- **GOAL 1**
Report every line of the records that contains the word "pencil", copying each such line in full. Treat the match as case-sensitive.

Weak rupee, new deals help TCS Q2 net grow 34% to Re 4700 cr

Revenue jumps to Rs 20,977 cr from Rs15,620 cr in the corresponding quarter last fiscal  “We continue to see a robust demand pipeline across  markets and a unique opportunity to strategically partner and participate with clients as they re-imagine their future in multiple dimensions.”– N Chandrasekaran, TCS CEO and MD

Weak rupee, new deals help TCS Q2 net grow 34% to Re 4700 cr

New Delhi : Backed by large deal wins and currency depreciation, country’s largest software exporter TCS on Tuesday reported 34% rise in consolidated net profit at Rs.4,702 cr for the July-September, as against a profit of Rs.3,512 cr, for the corresponding period last year.

Total revenue grew 34.3% to Rs.20,977.24 cr (IFRS) in the second quarter of the current fiscal from Rs.15,620.75 cr in the corresponding quarter last fiscal, Tata Consultancy Services (TCS) said in a filing to the BSE after close of market hours. All these numbers are according to IFRS standards.
“We continue to see a robust demand pipeline across markets and a unique opportunity to strategically partner and participate with clients as they re-imagine their future in multiple dimensions,” TCS CEO and MD N Chandrasekaran said.
The IT major signed eight large deals, including two each in BFSI and telecom segments, during the quarter, its CFO Rajesh Gopinathan said.
Margins improved by over 300 basis points due to currency depreciation.
In dollar terms, consolidated profit grew by 16.4% year-on-year to $748 mn. Revenues jumped by 17% to $3.34 bn.
Banking, financial services and insurance (BFSI) and manufacturing verticals led the growth. All core geographies witnessed good demand, especially Europe, North America and the UK.
“As the industry benefited from a record flow of new contracts, TCS quarterly profit rose 34%… this is the quarter when currency depreciation of 13% have significantly boosted their profits,” said Rikesh Parikh VP – Institution Corporate Broking, Motilal Oswal Securities.
The company added three new USD 100-million clients. It also saw 7,664 employees joining the company, taking the total headcount to 2,85,250.

- **EXTRACTED RECORDS**
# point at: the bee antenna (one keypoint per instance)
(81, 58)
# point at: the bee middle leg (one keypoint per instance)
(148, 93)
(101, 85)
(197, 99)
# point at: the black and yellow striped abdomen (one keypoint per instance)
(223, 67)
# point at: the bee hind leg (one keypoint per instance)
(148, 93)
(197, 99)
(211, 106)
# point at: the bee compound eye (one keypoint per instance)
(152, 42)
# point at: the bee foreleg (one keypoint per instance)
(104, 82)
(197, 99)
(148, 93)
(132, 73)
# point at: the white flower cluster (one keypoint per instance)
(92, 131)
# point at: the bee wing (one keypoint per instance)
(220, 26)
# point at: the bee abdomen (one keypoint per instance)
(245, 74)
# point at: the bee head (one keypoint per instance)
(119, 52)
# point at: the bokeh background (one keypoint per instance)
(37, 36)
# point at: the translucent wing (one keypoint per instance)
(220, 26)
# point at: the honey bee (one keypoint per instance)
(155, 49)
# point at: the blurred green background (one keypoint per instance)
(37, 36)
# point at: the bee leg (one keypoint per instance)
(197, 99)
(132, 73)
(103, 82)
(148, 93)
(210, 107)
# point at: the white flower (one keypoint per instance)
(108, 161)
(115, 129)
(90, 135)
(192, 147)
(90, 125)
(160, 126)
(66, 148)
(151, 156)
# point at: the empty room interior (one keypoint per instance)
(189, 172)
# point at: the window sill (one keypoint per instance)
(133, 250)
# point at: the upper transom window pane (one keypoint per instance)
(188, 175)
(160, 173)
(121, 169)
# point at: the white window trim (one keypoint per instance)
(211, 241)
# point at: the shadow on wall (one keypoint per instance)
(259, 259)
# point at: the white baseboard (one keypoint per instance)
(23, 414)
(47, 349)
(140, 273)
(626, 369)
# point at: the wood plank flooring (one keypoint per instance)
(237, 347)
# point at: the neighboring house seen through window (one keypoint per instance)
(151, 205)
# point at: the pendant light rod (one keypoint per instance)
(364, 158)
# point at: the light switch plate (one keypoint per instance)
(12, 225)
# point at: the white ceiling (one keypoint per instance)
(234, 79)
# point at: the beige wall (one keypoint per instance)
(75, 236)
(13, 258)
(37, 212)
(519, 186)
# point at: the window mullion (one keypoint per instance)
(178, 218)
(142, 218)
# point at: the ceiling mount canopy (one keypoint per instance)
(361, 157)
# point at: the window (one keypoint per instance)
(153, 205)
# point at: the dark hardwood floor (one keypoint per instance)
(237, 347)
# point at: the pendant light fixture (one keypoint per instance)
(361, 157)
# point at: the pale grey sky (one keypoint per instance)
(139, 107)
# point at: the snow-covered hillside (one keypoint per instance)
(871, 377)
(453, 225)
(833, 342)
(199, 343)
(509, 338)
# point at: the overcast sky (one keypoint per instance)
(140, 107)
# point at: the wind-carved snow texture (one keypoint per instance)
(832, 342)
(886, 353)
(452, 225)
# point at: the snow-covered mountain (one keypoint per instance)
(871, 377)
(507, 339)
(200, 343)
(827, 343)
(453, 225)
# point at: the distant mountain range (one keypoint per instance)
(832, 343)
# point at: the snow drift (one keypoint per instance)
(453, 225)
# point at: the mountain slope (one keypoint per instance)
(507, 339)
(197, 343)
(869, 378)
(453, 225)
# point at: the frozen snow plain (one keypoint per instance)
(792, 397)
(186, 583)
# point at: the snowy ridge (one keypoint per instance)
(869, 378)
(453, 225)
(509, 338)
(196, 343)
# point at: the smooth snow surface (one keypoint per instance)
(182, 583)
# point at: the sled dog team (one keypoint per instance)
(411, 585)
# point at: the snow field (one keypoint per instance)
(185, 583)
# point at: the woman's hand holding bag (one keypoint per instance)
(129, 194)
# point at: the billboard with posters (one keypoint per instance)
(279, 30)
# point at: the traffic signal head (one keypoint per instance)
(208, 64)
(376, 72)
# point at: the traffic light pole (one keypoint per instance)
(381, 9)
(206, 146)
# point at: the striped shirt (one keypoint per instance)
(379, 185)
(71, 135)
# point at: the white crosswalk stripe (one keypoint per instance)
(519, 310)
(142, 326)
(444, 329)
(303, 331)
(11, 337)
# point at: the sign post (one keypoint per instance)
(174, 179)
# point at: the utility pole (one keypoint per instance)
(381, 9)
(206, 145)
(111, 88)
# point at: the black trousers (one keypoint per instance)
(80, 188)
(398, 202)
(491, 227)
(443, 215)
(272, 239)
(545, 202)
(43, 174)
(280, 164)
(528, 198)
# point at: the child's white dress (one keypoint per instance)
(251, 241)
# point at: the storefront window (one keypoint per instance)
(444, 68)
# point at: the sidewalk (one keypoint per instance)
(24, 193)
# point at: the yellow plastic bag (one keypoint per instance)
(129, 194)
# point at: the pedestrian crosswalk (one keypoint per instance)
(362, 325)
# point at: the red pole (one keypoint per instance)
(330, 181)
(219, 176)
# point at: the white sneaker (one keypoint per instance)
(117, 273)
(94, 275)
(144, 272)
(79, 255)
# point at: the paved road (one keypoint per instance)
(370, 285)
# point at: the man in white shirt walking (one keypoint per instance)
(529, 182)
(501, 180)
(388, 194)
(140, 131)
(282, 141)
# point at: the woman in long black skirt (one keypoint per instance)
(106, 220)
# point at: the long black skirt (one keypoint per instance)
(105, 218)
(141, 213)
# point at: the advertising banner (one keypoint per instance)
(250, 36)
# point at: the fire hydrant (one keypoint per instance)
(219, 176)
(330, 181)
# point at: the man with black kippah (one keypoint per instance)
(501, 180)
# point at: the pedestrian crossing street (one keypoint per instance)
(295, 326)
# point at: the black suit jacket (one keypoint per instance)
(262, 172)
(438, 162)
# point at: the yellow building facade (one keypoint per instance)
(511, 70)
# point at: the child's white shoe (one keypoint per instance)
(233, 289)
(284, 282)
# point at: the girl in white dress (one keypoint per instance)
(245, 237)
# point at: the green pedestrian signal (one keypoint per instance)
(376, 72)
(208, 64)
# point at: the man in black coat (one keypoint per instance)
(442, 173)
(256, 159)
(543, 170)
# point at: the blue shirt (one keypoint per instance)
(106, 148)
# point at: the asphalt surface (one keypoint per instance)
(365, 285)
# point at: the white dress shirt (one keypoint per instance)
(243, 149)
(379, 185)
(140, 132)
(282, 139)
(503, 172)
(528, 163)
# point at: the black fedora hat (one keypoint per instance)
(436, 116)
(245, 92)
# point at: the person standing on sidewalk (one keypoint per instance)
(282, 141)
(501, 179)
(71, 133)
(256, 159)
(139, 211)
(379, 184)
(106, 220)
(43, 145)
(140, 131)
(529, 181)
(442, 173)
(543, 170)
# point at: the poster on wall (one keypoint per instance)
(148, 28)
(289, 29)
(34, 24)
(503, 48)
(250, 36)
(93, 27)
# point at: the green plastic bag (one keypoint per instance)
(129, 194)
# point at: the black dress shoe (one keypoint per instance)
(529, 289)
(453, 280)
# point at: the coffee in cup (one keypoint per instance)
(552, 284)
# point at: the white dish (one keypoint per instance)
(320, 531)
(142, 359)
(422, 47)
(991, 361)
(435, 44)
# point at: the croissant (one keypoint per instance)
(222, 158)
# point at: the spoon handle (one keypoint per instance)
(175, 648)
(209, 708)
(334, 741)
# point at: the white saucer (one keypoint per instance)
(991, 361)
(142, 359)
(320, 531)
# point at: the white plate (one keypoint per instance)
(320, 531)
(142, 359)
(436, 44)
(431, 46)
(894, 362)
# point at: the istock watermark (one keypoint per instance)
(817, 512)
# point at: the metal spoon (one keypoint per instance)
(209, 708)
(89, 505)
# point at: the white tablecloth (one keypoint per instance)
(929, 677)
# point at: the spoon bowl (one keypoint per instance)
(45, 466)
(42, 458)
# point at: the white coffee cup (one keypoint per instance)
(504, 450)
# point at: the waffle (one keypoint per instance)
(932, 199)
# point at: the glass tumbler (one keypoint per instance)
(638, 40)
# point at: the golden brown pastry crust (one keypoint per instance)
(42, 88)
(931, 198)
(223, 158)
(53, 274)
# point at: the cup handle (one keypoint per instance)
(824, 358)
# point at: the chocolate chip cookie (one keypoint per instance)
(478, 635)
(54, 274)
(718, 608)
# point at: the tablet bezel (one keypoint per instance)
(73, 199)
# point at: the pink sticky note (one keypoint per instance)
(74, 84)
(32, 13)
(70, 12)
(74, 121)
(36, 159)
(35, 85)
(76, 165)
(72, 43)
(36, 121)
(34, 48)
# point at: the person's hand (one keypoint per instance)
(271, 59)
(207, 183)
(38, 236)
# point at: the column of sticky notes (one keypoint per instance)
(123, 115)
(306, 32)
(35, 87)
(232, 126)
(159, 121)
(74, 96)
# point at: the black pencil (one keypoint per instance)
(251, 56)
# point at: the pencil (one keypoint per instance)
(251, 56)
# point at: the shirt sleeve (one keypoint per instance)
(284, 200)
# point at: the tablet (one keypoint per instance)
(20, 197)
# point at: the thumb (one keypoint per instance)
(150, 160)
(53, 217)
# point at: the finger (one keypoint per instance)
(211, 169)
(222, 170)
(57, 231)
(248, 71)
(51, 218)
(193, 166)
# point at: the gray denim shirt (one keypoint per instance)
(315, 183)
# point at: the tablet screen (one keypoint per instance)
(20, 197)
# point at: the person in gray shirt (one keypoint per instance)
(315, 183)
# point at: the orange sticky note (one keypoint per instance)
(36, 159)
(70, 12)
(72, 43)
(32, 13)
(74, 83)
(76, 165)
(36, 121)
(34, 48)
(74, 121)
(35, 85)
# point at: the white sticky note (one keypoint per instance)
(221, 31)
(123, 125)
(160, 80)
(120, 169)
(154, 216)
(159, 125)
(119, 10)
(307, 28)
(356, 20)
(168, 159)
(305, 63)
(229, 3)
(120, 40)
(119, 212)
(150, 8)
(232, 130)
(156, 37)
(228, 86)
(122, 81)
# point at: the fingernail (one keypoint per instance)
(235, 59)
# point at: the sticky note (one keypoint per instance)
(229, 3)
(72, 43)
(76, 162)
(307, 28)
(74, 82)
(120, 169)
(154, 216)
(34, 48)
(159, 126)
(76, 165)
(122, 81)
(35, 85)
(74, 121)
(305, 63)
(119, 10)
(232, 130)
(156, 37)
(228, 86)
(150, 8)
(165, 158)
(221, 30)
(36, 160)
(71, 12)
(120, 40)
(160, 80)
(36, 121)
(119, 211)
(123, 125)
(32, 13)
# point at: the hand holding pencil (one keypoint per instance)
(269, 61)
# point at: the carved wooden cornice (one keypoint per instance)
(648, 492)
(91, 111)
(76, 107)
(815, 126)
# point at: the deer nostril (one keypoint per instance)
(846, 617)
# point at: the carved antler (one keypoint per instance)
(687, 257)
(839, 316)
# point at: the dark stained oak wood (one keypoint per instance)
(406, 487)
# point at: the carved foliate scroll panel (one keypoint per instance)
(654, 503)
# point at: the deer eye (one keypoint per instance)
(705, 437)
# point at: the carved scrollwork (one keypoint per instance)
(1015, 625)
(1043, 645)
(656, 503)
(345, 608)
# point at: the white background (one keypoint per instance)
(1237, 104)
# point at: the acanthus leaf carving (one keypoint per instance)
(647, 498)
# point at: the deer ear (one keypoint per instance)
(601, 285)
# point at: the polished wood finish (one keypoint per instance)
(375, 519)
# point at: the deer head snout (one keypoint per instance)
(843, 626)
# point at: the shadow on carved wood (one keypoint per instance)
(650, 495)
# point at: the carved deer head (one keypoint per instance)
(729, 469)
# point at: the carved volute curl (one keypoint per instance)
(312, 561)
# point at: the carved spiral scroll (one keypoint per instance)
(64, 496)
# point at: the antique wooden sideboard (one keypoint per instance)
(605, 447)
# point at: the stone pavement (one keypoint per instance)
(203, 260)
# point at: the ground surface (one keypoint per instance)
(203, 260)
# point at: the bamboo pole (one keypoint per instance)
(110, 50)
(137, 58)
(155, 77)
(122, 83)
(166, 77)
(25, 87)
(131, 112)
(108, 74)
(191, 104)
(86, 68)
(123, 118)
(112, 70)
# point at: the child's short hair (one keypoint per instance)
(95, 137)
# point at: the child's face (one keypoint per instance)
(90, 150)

- **GOAL 2**
Extend the article on TCS's second-quarter results, continuing from its final sentence.

- **RESULT 1**
# point at: the black pencil (one keypoint per instance)
# point at: the pencil (one keypoint per instance)
# point at: the hand holding pencil (one keypoint per instance)

- **RESULT 2**
“Strong volumes, currency tail winds and firm execution helped us post industry-leading operating margins in this quarter,” Gopinathan said.
Meanwhile, TCS shares rose to 52-week high of Rs.2,258 in anticipation of robust earnings, but ended the day flat at Rs.2,218 apiece.
According to Indian GAAP standards, TCS consolidated net profit jumped 35% to Rs.4,633.33 cr for the quarter under review, from Rs 3,434.37 crore the same period last year.
“We have demonstrated all-round strong growth across markets and industries highlighted by efficient and rigorous execution,” Chandrasekaran added.
Commenting on the results, Ankita Somani, Research Analyst (IT), Angel Broking said: “TCS yet again reported robust set of results for Q2, FY2014 … Volume growth was whopping at 7.3 per cent quarter-on-quarter (highest in last eight quarters).”
The EBIT margin of TCS grew by 315 basis points (3.15%) to 30.2%, largely aided by sharp rupee depreciation, she said. “With this level of operating margin, now the margin gap between TCS and Infosys have widened by more than 600 basis points,” she added.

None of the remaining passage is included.